## Entries taken from a collection
# # #

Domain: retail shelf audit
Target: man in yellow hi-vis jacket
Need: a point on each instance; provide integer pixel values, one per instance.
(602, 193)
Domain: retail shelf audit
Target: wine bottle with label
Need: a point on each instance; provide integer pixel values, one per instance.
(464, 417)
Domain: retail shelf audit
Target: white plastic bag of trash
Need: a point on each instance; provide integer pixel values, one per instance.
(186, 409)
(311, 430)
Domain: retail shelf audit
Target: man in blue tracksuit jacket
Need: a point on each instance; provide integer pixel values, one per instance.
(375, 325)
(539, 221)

# # #

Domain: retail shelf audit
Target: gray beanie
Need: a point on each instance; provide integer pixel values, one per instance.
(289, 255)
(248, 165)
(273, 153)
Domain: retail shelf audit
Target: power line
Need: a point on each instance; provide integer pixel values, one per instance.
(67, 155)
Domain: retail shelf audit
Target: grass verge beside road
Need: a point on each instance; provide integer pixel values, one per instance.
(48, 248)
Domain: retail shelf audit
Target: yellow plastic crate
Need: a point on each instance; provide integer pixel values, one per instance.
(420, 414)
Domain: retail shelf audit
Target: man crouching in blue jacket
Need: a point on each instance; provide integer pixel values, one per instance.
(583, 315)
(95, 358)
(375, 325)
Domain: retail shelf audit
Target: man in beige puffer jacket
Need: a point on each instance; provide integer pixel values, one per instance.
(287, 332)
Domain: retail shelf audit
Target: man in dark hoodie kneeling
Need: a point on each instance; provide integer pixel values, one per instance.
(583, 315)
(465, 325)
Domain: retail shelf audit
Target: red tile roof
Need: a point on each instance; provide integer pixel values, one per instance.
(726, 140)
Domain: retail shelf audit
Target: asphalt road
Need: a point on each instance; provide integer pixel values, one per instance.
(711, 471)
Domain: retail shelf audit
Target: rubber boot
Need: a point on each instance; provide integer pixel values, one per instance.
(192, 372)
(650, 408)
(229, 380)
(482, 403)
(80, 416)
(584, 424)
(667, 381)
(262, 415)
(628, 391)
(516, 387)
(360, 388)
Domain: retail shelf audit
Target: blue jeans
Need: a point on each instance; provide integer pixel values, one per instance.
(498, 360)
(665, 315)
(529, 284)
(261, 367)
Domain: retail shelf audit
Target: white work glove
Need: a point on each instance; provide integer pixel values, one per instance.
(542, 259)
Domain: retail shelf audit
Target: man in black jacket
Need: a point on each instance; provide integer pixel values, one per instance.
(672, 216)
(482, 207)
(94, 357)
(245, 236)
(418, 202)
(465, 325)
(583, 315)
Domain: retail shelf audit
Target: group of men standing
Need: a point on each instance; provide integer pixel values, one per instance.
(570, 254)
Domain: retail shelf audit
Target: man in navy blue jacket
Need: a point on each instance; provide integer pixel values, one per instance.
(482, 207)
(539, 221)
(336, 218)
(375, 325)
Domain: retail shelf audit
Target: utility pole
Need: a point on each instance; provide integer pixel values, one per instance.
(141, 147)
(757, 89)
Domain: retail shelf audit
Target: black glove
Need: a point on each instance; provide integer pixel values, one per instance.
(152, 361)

# # #

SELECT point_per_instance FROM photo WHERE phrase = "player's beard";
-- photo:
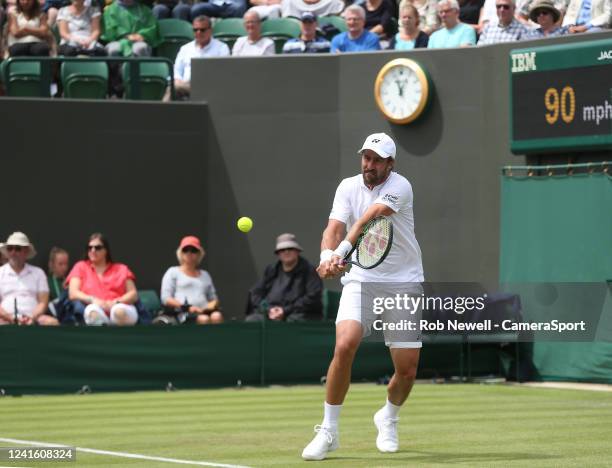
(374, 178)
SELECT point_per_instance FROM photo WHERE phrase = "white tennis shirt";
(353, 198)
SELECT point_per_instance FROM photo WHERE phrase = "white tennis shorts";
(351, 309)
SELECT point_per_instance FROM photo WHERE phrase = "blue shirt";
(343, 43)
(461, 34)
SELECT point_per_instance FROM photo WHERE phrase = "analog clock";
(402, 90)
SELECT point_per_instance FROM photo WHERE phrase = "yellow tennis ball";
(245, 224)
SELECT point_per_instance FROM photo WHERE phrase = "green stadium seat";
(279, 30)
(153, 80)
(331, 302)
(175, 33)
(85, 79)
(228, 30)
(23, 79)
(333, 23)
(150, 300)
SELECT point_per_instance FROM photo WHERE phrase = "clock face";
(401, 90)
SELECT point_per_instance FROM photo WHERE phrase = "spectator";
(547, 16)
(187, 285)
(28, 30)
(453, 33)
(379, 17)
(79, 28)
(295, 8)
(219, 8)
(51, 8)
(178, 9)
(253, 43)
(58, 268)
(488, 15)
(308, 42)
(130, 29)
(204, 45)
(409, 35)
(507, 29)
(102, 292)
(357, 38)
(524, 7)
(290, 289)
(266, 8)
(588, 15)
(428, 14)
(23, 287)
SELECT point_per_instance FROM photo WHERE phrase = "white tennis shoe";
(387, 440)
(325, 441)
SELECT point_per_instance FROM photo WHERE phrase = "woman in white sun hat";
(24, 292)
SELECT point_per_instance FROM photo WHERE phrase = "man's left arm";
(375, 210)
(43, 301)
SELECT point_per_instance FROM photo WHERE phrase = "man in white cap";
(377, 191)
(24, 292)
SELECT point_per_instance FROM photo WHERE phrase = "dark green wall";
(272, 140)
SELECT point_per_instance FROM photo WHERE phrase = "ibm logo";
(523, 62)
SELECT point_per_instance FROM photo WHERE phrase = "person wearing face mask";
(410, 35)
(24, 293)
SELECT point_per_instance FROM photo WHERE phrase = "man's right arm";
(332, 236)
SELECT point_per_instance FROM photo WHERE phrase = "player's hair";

# # #

Where the string "glove" appears in a line of the entries, that line counts; state the total number of such lines and nothing else.

2